**Task instructions**
Reproduce the records verbatim, from the line containing "in vase in the photo above." through the end of the records.
START
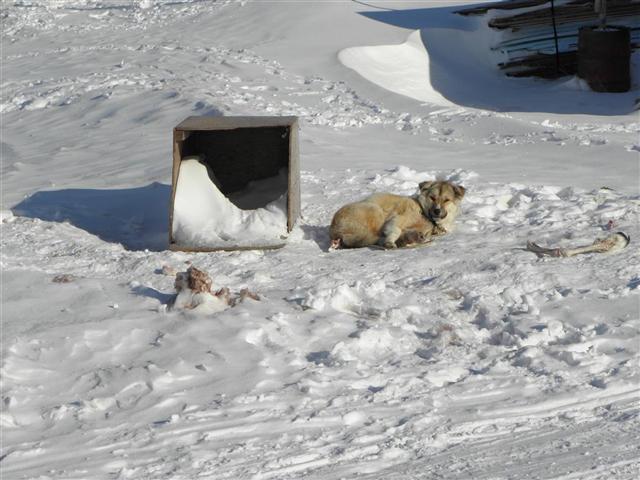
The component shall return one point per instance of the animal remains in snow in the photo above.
(611, 244)
(393, 221)
(193, 289)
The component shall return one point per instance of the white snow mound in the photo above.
(204, 217)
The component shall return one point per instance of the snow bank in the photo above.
(204, 218)
(403, 69)
(451, 60)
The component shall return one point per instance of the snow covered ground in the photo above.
(470, 358)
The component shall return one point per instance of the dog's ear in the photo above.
(459, 191)
(423, 185)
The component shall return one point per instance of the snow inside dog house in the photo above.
(236, 183)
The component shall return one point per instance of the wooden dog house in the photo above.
(238, 151)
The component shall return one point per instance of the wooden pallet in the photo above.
(528, 42)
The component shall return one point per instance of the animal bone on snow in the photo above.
(611, 244)
(193, 279)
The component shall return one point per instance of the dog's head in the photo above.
(439, 199)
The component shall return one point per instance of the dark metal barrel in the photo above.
(603, 58)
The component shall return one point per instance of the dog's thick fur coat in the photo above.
(394, 220)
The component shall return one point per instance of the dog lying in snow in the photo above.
(394, 221)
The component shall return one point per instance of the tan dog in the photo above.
(395, 220)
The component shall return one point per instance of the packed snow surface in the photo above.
(203, 217)
(469, 358)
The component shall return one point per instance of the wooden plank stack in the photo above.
(527, 44)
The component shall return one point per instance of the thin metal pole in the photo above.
(555, 37)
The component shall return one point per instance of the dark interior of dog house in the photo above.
(240, 156)
(253, 161)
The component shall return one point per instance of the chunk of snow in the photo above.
(204, 217)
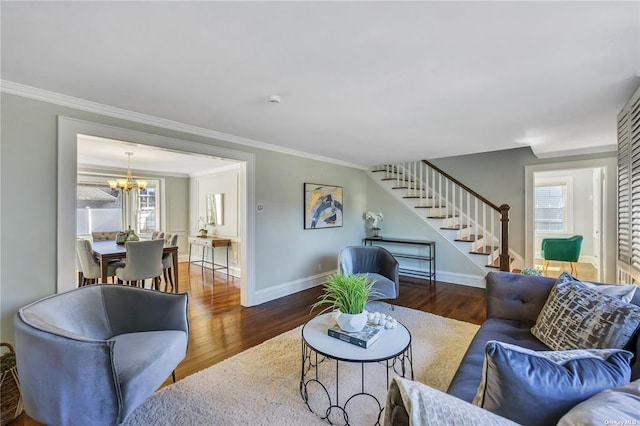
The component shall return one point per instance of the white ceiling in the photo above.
(364, 82)
(107, 154)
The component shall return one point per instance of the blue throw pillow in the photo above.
(538, 388)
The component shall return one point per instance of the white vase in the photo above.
(352, 322)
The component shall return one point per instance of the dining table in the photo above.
(106, 251)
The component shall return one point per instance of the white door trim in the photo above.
(69, 128)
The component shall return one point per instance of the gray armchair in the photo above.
(91, 355)
(375, 262)
(144, 260)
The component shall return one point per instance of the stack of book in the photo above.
(365, 338)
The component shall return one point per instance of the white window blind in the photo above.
(629, 183)
(551, 208)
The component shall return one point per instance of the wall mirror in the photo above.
(215, 206)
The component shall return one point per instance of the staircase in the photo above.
(478, 228)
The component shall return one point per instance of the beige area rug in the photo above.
(261, 386)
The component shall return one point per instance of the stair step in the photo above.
(483, 250)
(468, 239)
(454, 227)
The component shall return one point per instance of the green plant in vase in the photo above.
(349, 295)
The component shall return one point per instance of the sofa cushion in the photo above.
(576, 316)
(619, 405)
(141, 361)
(468, 376)
(538, 388)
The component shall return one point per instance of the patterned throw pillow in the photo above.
(539, 387)
(577, 317)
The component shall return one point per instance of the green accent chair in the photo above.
(562, 250)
END
**Response**
The component shall return one point per instance of the green plant in vase in the photo above.
(349, 295)
The component shall return one point per instance of the sofa cushion in the photo above.
(576, 316)
(619, 405)
(141, 361)
(468, 376)
(538, 388)
The component shall return one point per instance of the patterned throw pillow in the photo above.
(539, 387)
(577, 317)
The component shall return one point per instance of the green accent chair in the photo above.
(562, 250)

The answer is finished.